_SHORT PROBLEM:_
Rewrite the rows below, changing each "taillight" to "tail lamp" and leaving everything else as it is. Omit the pictures from your answer.

_ENTRIES SUPPLIED:_
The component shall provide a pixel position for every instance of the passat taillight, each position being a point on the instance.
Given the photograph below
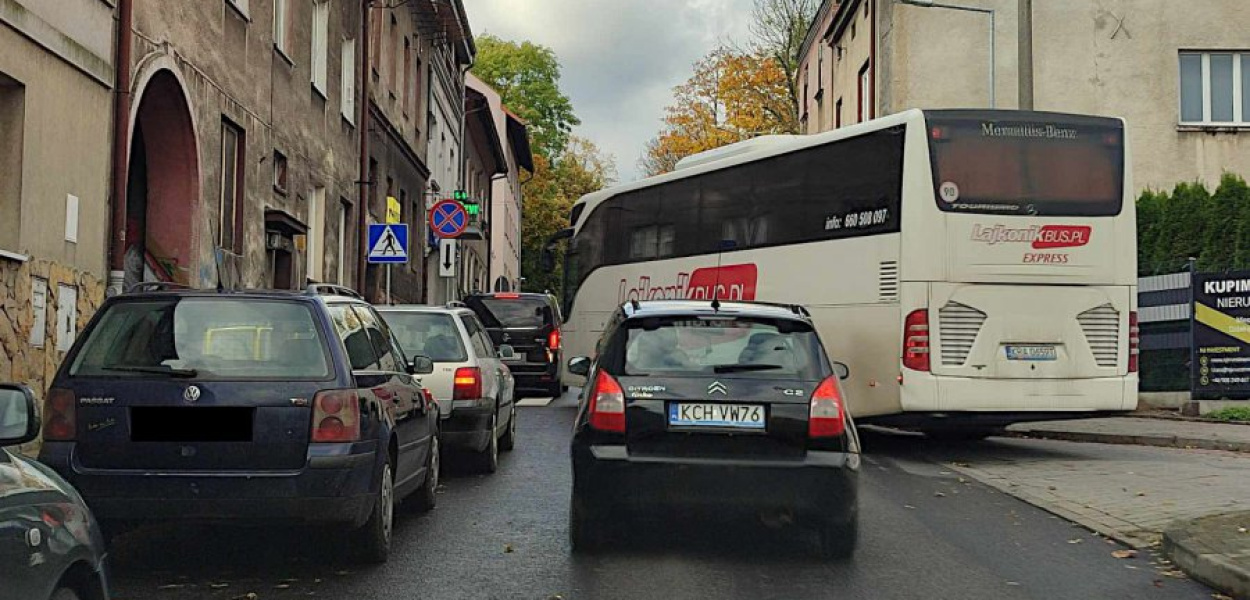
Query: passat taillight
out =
(336, 415)
(915, 340)
(1134, 341)
(826, 416)
(60, 420)
(554, 340)
(466, 384)
(608, 404)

_OUTPUT BELOW:_
The component shall provide a pixel position for every instance of the passat tail lamp, each position being a point on the instance.
Given the photograph below
Query: passat tail lamp
out =
(336, 415)
(915, 340)
(1134, 341)
(826, 416)
(60, 420)
(554, 340)
(466, 384)
(608, 404)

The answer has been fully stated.